* DESCRIPTION OF THE TASK:
Render the records as a Markdown table with the columns "Row" and "Text", starting with the line containing "Check that each instance of the whale tail" and continuing through the end of the records. Number each row, skip blank lines, and omit the pictures.

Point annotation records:
···

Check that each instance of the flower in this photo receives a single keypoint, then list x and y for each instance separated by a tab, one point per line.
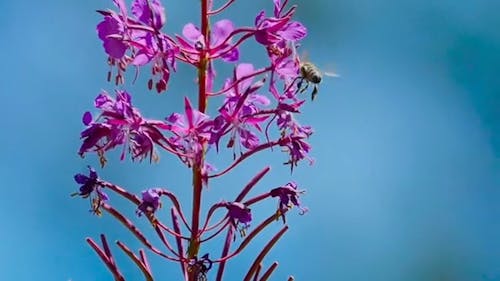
297	148
239	213
271	30
191	130
288	197
150	201
89	184
237	114
120	124
220	43
140	36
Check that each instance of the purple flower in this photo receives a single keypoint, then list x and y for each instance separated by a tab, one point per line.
142	38
271	30
120	124
288	197
239	213
220	44
150	201
89	184
151	14
106	30
191	130
237	115
296	146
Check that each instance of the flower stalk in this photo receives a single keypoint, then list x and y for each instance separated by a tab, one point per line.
240	121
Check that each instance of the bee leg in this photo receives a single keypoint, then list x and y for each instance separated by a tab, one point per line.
314	93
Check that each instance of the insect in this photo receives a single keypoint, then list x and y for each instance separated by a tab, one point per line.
200	267
311	74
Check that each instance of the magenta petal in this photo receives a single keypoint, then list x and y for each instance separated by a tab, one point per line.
141	59
294	31
232	56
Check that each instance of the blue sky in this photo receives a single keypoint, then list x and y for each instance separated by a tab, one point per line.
407	145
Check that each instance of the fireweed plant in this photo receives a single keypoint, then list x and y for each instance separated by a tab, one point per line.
257	113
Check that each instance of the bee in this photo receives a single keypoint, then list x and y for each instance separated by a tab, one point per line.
311	74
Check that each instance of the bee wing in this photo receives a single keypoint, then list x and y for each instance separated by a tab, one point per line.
331	74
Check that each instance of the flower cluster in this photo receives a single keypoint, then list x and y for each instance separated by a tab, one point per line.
258	111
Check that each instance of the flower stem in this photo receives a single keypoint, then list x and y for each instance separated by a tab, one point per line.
202	106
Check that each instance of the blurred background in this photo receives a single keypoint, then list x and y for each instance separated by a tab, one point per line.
407	143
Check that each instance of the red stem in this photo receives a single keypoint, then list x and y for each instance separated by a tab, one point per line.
194	244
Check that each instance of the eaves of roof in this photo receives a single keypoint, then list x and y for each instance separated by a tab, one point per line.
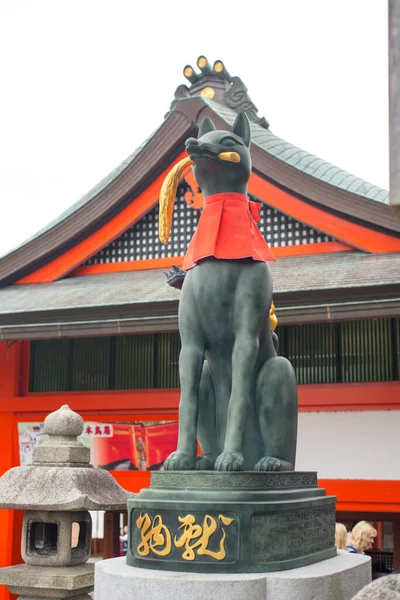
105	200
284	165
312	179
358	285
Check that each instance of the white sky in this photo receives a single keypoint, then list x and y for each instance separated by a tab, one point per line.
84	82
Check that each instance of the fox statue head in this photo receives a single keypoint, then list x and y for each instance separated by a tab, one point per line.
221	159
221	163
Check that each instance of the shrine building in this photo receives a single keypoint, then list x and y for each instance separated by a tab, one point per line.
88	316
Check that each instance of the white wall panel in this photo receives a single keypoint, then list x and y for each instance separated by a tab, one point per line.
350	445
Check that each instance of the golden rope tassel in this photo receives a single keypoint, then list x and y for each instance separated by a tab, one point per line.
167	198
273	320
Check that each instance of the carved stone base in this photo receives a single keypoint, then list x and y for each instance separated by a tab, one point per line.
62	583
238	522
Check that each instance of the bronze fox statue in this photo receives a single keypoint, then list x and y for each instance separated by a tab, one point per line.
238	397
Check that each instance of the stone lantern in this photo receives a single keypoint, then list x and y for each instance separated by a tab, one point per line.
57	490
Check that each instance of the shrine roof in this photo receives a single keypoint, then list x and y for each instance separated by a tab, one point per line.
143	301
303	160
215	93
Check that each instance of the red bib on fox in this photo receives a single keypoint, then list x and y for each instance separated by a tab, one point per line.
227	230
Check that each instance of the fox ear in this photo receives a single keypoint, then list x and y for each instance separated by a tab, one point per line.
241	127
206	126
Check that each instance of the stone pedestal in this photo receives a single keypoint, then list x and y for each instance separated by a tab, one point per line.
235	522
338	578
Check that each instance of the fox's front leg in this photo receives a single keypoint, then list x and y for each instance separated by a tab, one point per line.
191	360
244	358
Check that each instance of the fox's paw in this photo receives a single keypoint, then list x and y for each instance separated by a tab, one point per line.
229	461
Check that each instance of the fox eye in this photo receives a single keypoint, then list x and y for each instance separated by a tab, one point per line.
228	142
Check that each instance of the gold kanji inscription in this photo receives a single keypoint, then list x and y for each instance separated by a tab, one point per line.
156	537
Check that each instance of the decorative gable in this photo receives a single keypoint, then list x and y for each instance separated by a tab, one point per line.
141	242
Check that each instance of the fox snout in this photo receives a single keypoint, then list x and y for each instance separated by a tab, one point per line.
196	147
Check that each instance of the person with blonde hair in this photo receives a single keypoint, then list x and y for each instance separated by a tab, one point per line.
340	536
361	537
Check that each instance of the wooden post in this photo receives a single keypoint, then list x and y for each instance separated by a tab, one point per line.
394	104
111	545
10	520
396	544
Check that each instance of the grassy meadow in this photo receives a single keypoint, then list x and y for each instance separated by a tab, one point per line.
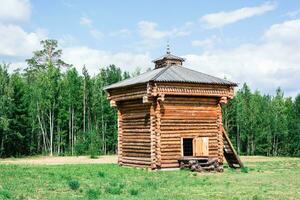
263	178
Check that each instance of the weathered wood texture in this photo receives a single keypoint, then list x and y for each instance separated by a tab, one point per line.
154	117
190	117
134	133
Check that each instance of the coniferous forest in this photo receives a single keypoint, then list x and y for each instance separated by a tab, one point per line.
50	108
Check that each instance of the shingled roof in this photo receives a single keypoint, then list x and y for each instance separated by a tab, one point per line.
172	73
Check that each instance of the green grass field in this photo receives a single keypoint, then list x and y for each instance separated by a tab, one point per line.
264	178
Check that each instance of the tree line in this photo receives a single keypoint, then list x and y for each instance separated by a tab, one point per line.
263	124
51	108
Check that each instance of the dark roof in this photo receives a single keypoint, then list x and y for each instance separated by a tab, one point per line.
169	56
172	73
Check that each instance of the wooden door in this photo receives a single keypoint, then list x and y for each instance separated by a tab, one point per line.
200	146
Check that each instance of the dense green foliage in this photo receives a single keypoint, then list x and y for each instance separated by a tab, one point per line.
53	109
265	178
50	108
263	124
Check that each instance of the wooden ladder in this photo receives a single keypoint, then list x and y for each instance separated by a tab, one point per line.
230	154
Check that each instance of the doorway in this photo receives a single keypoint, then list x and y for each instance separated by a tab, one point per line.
187	146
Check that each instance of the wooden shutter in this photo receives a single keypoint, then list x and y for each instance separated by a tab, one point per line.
200	145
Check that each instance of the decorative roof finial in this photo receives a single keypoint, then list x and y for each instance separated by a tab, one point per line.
168	48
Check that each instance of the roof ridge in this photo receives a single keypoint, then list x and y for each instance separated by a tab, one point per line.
207	74
160	73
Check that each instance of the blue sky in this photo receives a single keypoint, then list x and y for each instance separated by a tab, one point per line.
257	42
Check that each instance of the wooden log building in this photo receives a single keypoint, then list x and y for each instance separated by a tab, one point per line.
171	113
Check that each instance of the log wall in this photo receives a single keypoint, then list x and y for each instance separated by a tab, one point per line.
134	133
188	117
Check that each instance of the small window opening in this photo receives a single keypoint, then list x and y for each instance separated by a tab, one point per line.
187	146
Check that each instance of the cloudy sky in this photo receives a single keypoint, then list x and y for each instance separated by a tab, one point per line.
257	42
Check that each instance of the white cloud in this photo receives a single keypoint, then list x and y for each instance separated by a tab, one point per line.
15	10
206	43
148	30
122	32
93	59
17	42
293	13
85	21
265	66
98	35
220	19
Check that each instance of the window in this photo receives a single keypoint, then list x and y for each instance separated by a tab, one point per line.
187	146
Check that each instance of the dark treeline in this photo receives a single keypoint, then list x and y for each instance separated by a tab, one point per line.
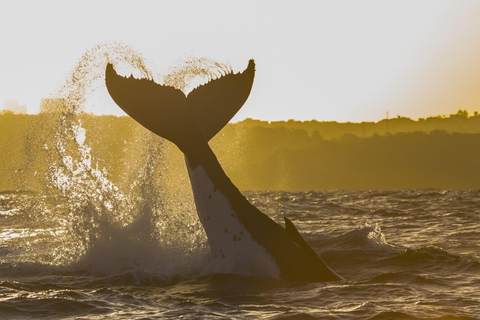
440	152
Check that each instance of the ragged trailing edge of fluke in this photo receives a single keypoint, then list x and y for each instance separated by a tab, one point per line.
190	122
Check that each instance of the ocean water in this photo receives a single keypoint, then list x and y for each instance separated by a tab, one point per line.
403	254
82	240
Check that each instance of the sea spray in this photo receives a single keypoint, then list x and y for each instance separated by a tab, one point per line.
144	222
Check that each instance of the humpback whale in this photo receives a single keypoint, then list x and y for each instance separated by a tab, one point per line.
237	232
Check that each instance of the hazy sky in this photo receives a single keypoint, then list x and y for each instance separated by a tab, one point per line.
325	60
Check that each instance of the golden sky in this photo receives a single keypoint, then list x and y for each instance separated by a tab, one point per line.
325	60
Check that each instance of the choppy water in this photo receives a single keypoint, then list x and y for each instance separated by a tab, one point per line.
404	255
89	241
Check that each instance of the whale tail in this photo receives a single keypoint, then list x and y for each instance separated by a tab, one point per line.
190	122
167	112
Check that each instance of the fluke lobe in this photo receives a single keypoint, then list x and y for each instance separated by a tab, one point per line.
243	239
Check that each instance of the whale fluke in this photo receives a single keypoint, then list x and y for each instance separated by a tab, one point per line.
237	230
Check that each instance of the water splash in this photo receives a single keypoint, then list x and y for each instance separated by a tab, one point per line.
145	221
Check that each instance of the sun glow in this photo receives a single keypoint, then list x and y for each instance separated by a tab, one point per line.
342	60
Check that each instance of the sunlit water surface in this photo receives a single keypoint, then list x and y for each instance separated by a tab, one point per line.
84	243
403	254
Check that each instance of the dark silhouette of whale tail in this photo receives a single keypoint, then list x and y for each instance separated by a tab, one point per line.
234	226
167	112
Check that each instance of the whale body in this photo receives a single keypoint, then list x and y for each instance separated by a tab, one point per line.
238	233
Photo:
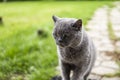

···

* ANSWER BELOW:
| Row | Text |
|---|---|
| 1 | Check that each instance of the whale tail in this photo receives a single keypoint, then list x and y for each instance separated by a tab, one point per line. |
| 2 | 190	122 |
| 3 | 167	112 |
| 4 | Check that each instance of the fluke lobe in this photo receives a single keypoint, then list x and y for each instance separated by a tab, one point per line. |
| 5 | 243	239 |
| 6 | Check that each instance of the whale fluke in this photo receives a single keypoint, then list x and y for each instance separated by a tab, one point per line. |
| 7 | 237	230 |
| 8 | Check that each instance of the water splash in this photo receives a single keypoint, then list x and y for each instance separated by a tab, one point per line. |
| 9 | 145	221 |
| 10 | Check that each instance of the sun glow in this photo receives a single keypoint, then list x and y for each instance separated by a tab, one point per line. |
| 11 | 342	60 |
| 12 | Check that each instance of the sunlit water surface in this photo receives a single keypoint, then list x and y for each instance separated by a tab, one point per line. |
| 13 | 84	243 |
| 14 | 403	254 |
| 15 | Check that each instance of the dark silhouette of whale tail in this photo receives a single keypoint, then list x and y for each instance separated by a tab, one point per line. |
| 16 | 234	226 |
| 17 | 167	112 |
| 18 | Check that each instance of the whale body in this photo receives a single keypoint, then list x and y for each instance separated by a tab, one point per line. |
| 19 | 238	233 |
| 20 | Photo: |